* [Activity]
Scan the entries for the word "several" and return every line that has it.

Stored records:
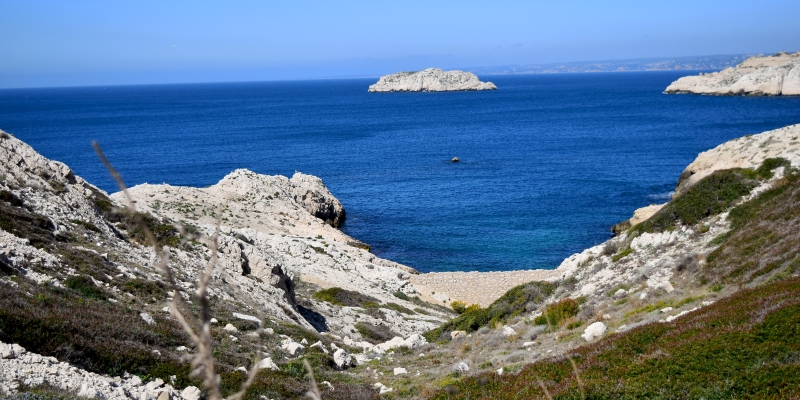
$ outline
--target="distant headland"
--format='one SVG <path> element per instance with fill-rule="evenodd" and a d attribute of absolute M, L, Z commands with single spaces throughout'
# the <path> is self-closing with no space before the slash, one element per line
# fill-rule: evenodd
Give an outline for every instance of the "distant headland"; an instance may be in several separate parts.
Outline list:
<path fill-rule="evenodd" d="M 800 52 L 781 52 L 756 56 L 735 68 L 694 76 L 672 82 L 665 93 L 711 95 L 797 96 L 800 95 Z"/>

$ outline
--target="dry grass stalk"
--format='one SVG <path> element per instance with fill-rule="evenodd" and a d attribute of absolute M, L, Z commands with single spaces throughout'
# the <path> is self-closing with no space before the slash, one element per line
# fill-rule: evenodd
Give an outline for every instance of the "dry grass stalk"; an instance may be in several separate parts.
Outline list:
<path fill-rule="evenodd" d="M 175 281 L 175 277 L 172 274 L 172 270 L 169 268 L 169 252 L 164 251 L 161 245 L 159 245 L 155 236 L 147 227 L 147 224 L 145 224 L 142 220 L 141 214 L 136 211 L 136 205 L 133 201 L 133 198 L 130 196 L 130 193 L 128 193 L 128 188 L 125 186 L 125 183 L 122 180 L 119 172 L 117 172 L 114 166 L 111 165 L 111 162 L 109 162 L 106 156 L 103 154 L 100 145 L 97 142 L 93 142 L 92 145 L 94 146 L 98 157 L 100 157 L 100 160 L 106 166 L 111 176 L 117 182 L 117 185 L 119 185 L 120 190 L 125 195 L 125 199 L 128 202 L 126 206 L 127 212 L 131 213 L 131 215 L 135 218 L 136 223 L 144 232 L 147 242 L 153 247 L 153 250 L 158 256 L 158 268 L 164 272 L 167 281 L 169 282 L 170 286 L 172 286 L 172 290 L 174 291 L 175 295 L 172 296 L 172 301 L 170 302 L 170 315 L 172 315 L 172 317 L 181 324 L 183 329 L 197 346 L 197 355 L 192 360 L 192 367 L 194 368 L 192 371 L 192 376 L 203 378 L 203 385 L 206 387 L 206 389 L 208 389 L 209 400 L 222 400 L 220 377 L 216 373 L 213 355 L 213 342 L 211 339 L 211 308 L 208 301 L 208 285 L 211 282 L 211 276 L 218 260 L 219 226 L 221 223 L 220 218 L 222 213 L 219 213 L 214 236 L 210 240 L 211 259 L 206 265 L 205 271 L 198 279 L 197 297 L 200 302 L 202 313 L 202 321 L 198 321 L 197 318 L 195 318 L 194 315 L 192 315 L 192 313 L 189 311 L 189 307 L 186 304 L 186 301 L 183 299 L 183 296 L 180 295 L 181 288 L 178 286 L 177 282 Z M 252 305 L 252 301 L 249 303 Z M 257 307 L 254 307 L 254 309 L 258 310 Z M 197 327 L 199 327 L 199 329 Z M 253 364 L 253 367 L 248 373 L 247 380 L 242 384 L 240 390 L 228 396 L 227 400 L 240 400 L 244 396 L 247 389 L 255 380 L 260 362 L 261 355 L 259 354 L 255 363 Z M 306 367 L 309 368 L 310 371 L 308 363 L 306 363 Z M 311 376 L 311 379 L 313 383 L 313 375 Z M 314 384 L 313 387 L 316 388 L 316 384 Z M 319 393 L 319 391 L 317 390 L 316 393 Z"/>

* [Answer box]
Give an outline for every instance of the "distant headland"; an instance may be in several separate parts.
Give an outline for every instance of the "dry grass stalk"; an instance may be in several separate parts.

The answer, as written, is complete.